(Items from a dataset)
[Start]

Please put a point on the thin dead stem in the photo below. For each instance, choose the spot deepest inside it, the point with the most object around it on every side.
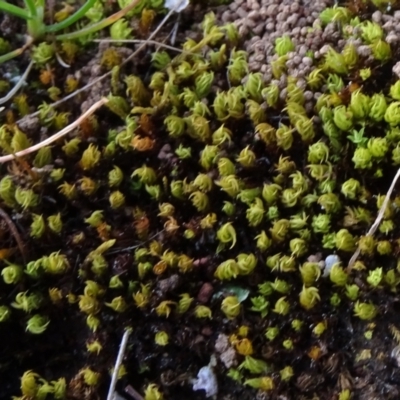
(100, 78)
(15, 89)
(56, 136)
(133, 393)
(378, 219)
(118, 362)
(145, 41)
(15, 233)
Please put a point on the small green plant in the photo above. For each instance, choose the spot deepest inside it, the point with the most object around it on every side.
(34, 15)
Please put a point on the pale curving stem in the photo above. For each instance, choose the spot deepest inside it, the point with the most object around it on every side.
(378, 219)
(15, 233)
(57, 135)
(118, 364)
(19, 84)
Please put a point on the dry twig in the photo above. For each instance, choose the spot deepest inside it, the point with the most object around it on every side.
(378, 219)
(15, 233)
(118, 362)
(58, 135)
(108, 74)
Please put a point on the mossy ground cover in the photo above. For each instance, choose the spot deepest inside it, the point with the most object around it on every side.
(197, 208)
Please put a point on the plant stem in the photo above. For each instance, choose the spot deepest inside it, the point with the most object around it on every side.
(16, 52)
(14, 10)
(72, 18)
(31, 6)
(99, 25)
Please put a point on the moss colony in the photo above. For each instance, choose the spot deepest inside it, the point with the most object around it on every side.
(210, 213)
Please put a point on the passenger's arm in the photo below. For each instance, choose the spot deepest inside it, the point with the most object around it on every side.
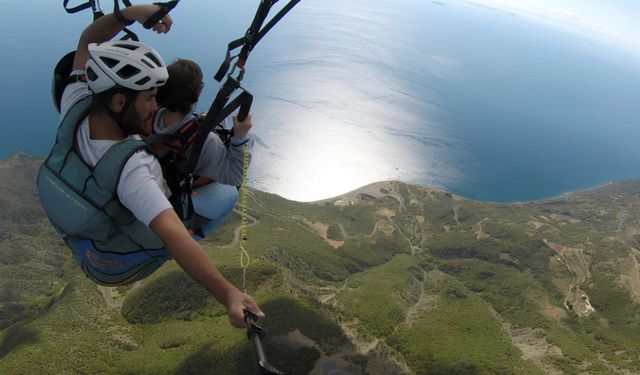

[End]

[REQUIREMENT] Arrange the entries as a Markdown table with the columns "No." and "Line", starting with the line that contains "Please put a point on the moss colony" and going on through the end of the entries. Leave out blank lines and pictures.

[THE RESPONSE]
| No. | Line |
|---|---|
| 1 | Please put a point on the moss colony in the photo above. For each instance, choose the spot deepest inside it, the point with the most object around it on every side. |
| 2 | (210, 213) |
| 3 | Please put a point on the passenger's arm in the photo below. For each instance, choose the spot deepest inside it, the point with the most object around it on every side. |